> _SUPPLIED PASSAGE_
■ ■ ■ ■ ■

GitHub - harisyammnv/DEND_Capstone_Airflow_EMR: Capstone Project

Capstone Project

The purpose of this cpastone project is to demonstrate various data engineering skills acquired with the nanodegree. This capstone project mainly focuses on the following key areas:

Developing ETL/ELT pipelines using Apache Airflow
Constructing Data Lakes in S3 for raw data or for staging purposes
Using AWS EMR and pyspark to transform raw data
Constructing Redshift DWH from the staging/schematized data in AWS S3
Analyzing the Data using pyspark in a Jupyter Notebook

This project is for demonstration purposes and will make use of the following data sources

Data Sources from Udacity

I94 Immigration Data: This data comes from the US National Tourism and Trade Office found here. Each report contains international visitor arrival statistics by world regions and select countries (including top 20), type of visa, mode of transportation, age groups, states visited (first intended address only), and the top ports of entry (for select countries)
U.S. City Demographics Data: This dataset contains information about the demographics of all US cities and census-designated places with a population greater or equal to 65,000. Dataset comes from OpenSoft found here.

■ ■ ■ ■ ■

> _ENTRIES SHOWN_
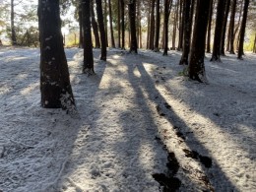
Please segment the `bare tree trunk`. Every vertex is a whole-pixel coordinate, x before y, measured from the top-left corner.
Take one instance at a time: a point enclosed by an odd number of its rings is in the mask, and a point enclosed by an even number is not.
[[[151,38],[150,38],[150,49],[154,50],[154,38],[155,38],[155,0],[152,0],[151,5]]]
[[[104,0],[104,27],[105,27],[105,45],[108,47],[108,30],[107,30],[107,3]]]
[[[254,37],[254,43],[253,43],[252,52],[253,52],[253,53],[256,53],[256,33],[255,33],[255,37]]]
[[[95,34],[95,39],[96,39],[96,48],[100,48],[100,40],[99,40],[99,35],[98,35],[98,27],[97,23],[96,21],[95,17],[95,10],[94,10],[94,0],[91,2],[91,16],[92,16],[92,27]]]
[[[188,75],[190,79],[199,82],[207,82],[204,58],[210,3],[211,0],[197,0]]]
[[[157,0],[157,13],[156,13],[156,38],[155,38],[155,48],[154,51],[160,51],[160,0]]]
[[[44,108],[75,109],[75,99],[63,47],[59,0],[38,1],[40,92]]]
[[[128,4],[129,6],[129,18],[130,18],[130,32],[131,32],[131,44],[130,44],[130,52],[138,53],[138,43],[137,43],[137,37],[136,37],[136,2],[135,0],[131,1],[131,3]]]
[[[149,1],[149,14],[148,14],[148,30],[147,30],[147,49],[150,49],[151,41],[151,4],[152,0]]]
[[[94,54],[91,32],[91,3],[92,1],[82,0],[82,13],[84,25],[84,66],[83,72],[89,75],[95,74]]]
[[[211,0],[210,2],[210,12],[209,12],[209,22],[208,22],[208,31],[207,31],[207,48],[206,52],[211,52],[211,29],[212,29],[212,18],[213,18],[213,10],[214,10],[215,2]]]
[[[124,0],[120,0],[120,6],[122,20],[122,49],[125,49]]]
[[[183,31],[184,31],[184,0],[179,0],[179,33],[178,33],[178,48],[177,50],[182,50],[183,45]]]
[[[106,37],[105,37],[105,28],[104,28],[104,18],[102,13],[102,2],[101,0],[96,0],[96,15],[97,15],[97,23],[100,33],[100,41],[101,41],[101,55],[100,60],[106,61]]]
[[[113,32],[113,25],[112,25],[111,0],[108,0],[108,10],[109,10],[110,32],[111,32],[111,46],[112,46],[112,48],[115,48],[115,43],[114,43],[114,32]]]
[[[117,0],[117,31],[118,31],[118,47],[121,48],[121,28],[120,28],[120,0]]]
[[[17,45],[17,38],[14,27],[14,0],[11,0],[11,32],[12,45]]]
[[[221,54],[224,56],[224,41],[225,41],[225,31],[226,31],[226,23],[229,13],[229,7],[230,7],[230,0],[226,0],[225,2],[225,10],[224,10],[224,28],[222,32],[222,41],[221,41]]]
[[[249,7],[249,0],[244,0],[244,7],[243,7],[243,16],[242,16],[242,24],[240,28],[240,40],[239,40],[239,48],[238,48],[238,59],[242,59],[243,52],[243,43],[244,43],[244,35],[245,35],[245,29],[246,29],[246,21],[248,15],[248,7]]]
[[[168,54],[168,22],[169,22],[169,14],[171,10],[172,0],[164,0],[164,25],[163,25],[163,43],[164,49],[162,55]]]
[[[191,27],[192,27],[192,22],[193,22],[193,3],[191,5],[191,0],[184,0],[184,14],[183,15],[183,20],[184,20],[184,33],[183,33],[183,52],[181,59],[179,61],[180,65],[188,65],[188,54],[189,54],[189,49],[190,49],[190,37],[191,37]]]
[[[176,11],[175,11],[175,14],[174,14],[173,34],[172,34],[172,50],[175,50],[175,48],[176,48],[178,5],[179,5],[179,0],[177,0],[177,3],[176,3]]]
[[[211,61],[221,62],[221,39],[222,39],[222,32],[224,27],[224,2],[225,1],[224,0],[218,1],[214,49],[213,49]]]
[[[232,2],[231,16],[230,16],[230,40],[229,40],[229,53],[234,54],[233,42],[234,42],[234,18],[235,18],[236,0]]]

■ ■ ■ ■ ■

> _WHAT IS NEEDED_
Condense the paragraph of the capstone project page that begins "I94 Immigration Data" into a short bulleted list that keeps its main facts. Use only the capstone project page and set the material aside.

> _RESULT OF THE EXERCISE_
- Source: US National Tourism and Trade Office
- Each report gives international visitor arrival statistics by:
  - world regions and select countries (including the top 20)
  - type of visa
  - mode of transportation
  - age groups
  - states visited (first intended address only)
  - top ports of entry (for select countries)